Request: List every line in the rows below that contains the string "bird".

-- begin Stored rows --

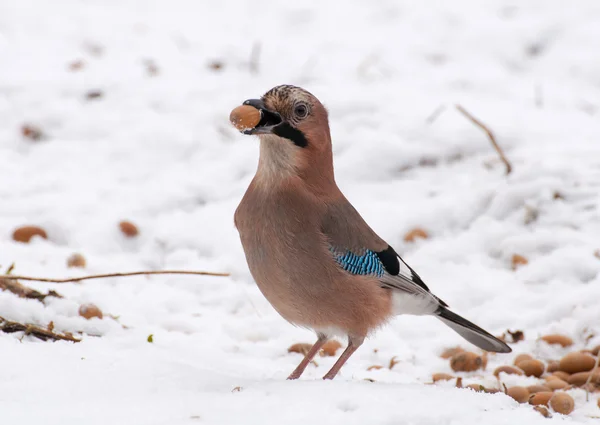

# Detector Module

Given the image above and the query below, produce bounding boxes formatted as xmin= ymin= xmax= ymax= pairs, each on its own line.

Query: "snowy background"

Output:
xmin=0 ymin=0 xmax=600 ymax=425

-- end Stored rows --
-- begin Stored rows --

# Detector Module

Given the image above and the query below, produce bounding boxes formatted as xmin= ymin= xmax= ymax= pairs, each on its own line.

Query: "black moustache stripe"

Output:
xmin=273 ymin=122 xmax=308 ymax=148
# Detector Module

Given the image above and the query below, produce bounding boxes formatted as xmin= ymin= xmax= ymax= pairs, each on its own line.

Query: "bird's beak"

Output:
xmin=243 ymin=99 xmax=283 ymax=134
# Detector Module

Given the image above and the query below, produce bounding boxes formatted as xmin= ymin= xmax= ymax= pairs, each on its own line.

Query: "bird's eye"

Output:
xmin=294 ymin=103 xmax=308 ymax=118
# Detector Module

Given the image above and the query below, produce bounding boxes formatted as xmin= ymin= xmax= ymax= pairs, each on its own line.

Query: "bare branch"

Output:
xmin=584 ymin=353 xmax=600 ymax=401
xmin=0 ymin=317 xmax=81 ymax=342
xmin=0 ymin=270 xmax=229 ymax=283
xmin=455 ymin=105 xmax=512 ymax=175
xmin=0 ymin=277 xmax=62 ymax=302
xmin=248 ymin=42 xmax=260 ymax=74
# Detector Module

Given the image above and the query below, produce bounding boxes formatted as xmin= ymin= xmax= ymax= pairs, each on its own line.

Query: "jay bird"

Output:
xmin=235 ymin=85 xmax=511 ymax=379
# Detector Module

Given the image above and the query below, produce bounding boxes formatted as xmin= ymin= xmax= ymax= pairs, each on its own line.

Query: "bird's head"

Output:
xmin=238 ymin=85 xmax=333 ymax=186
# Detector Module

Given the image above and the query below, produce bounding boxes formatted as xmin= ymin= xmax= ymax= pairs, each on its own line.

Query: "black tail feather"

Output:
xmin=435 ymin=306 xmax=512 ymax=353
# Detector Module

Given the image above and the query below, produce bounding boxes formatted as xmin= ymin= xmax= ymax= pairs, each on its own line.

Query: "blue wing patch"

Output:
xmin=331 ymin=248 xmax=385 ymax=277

-- end Stored rows --

Written solution:
Query: "bird's beak"
Query: "bird's eye"
Query: "jay bird"
Query: "bird's head"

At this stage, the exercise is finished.